Stated task
Reproduce word for word the lines of the records starting at the line containing "bounding boxes. */" and ending at the line containing "println(boxes)", including both of those lines.
==== Data shown ====
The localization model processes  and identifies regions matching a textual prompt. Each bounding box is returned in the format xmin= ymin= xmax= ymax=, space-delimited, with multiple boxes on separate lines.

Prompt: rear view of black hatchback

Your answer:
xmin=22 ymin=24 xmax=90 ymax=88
====
==== Data shown ====
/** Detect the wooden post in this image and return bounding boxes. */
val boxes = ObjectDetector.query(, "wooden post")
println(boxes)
====
Correct result
/** Detect the wooden post in this image and return bounding boxes. */
val boxes = ObjectDetector.query(, "wooden post")
println(boxes)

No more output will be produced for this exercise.